Exclude all pictures, then copy each of the records exactly as written.

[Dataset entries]
<<<<

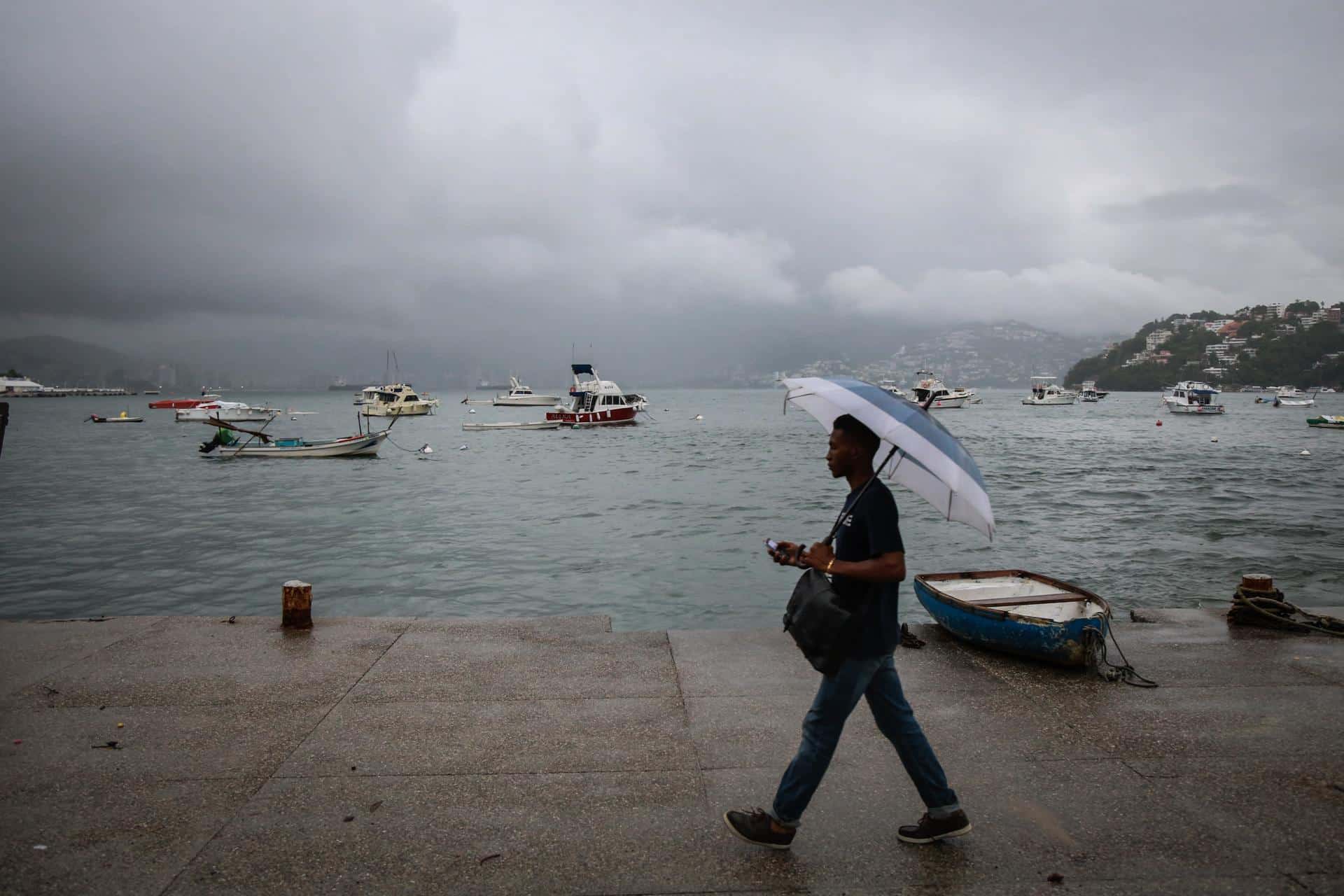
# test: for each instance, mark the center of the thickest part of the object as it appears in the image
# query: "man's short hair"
(866, 438)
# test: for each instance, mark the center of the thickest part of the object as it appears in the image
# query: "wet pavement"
(555, 755)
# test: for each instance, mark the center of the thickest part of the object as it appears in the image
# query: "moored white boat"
(890, 386)
(521, 396)
(932, 393)
(1193, 397)
(1294, 397)
(596, 402)
(121, 418)
(397, 399)
(227, 412)
(1044, 393)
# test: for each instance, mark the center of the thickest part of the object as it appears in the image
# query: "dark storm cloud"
(1212, 202)
(660, 178)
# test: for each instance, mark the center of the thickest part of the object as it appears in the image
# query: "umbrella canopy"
(929, 460)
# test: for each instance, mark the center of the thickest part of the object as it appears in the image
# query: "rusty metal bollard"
(298, 605)
(1259, 582)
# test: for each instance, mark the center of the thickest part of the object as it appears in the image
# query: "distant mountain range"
(54, 360)
(1301, 344)
(1004, 354)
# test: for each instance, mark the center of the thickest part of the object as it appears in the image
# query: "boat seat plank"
(1062, 597)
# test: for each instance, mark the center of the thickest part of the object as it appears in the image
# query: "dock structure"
(211, 755)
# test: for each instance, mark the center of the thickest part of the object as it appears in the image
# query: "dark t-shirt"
(870, 528)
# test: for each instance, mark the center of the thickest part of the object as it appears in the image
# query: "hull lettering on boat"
(1016, 624)
(593, 418)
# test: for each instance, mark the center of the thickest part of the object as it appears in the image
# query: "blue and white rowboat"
(1016, 612)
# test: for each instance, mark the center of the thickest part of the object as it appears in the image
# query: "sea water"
(659, 526)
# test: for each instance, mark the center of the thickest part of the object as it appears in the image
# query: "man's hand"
(819, 556)
(787, 554)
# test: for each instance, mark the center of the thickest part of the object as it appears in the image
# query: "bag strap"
(850, 507)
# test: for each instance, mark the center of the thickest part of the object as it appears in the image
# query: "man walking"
(867, 566)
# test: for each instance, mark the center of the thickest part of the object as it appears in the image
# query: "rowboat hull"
(350, 447)
(226, 414)
(487, 428)
(1028, 625)
(527, 400)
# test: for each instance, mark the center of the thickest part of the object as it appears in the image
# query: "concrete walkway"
(554, 755)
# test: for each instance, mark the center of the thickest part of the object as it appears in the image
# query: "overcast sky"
(666, 181)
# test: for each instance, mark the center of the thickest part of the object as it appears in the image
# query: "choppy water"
(659, 526)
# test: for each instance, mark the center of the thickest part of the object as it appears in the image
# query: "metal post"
(298, 605)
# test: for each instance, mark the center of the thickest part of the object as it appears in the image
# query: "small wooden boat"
(1016, 612)
(121, 418)
(229, 447)
(534, 425)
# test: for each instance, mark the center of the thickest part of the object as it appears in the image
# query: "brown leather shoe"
(930, 830)
(757, 828)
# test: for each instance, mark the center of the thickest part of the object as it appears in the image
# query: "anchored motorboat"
(930, 393)
(521, 396)
(1294, 397)
(121, 418)
(178, 403)
(232, 447)
(596, 402)
(1044, 393)
(1193, 397)
(397, 399)
(507, 425)
(890, 386)
(227, 412)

>>>>

* [Answer below]:
# test: for each instance, mark the center of the thickest part of the object as it appears in the image
# query: "man's short hair"
(866, 438)
# test: for each instance, mark the center of the thickest part of the object as it appears in the image
# query: "wet pavement"
(555, 755)
# test: for each instance, mark the center of the thickest part of the object as it appears in the image
# query: "moored white boat"
(890, 386)
(521, 396)
(932, 393)
(1193, 397)
(1294, 397)
(596, 402)
(121, 418)
(397, 399)
(227, 412)
(1044, 393)
# test: for each instance, mark the center of the thickest part of the object as it appears in the image
# query: "dark storm cloud"
(1212, 202)
(660, 178)
# test: for each instance, mark the center of the thickest part of the object as it appears in the image
# query: "umbrella canopy"
(929, 460)
# test: for each instance, mark the center of the thickest part of the object as it appears in the image
# query: "rusty metal bollard"
(298, 605)
(1259, 582)
# test: for each instance, mark the center of the thickest part of the object as it appears in the image
# query: "distant mountain range"
(54, 360)
(1301, 344)
(1004, 354)
# test: for each instance, mark the center of the thickest part of the object as it appears in the image
# query: "boat seat plank"
(1062, 597)
# test: for each instance, mark the center of the thickest part of the object as it appears in the image
# query: "dock structure"
(211, 755)
# test: for each instance, mark the center of the thickest part of the object as it appears in the image
# query: "dark t-shirt"
(870, 528)
# test: for each instance, mark the center of the thickest part of the object as it appears in the image
# query: "hull lettering on boat"
(1016, 624)
(593, 418)
# test: for each instance, mark the center of the thickest part of the object as it appears in the image
# query: "blue and white rowboat"
(1016, 612)
# test: for each instance, mark the center of the thickest part of the object as it appears in the image
# query: "sea water"
(659, 526)
# test: for each instance, mark the center of the thickest part of the object as it appears in the image
# query: "man's hand"
(819, 556)
(787, 554)
# test: for each instance, mark the center of the thickest part of the object as it appears in the image
# query: "bag strap"
(850, 507)
# test: for each instance, mark the center of the thickest part of the object as it appears in the image
# query: "man walking"
(867, 566)
# test: for each instance, mark the center of the thickest part of the object as it appears in the image
# query: "rowboat hull"
(350, 447)
(226, 414)
(487, 428)
(1028, 625)
(527, 400)
# test: for each instance, mark the center of the thickest part of the object as it appears in the image
# query: "concrete walkway"
(554, 755)
# test: for each instance, mark the center of the thickest part of the object as it appears in the image
# query: "overcast sky"
(666, 181)
# test: for each instance, mark the center of the thickest part of the object as it appears in the image
# query: "choppy water"
(659, 526)
# test: for each instance, mark the center of the thickest part of the object as it appears in the image
# query: "metal post"
(298, 605)
# test: for each instance, mark the center of the thickest part of the object as it appears in the image
# query: "small wooden boat"
(1016, 612)
(121, 418)
(229, 447)
(534, 425)
# test: for each instance, mark the center of the thickest part of the object as it appears in the image
# query: "brown leather shoe"
(930, 830)
(757, 828)
# test: for each instance, mark the center of the thickest part of the object as it appears in the image
# query: "anchored motorboat"
(930, 393)
(521, 396)
(1294, 397)
(121, 418)
(178, 403)
(232, 447)
(596, 402)
(1044, 393)
(1193, 397)
(397, 399)
(507, 425)
(890, 386)
(227, 412)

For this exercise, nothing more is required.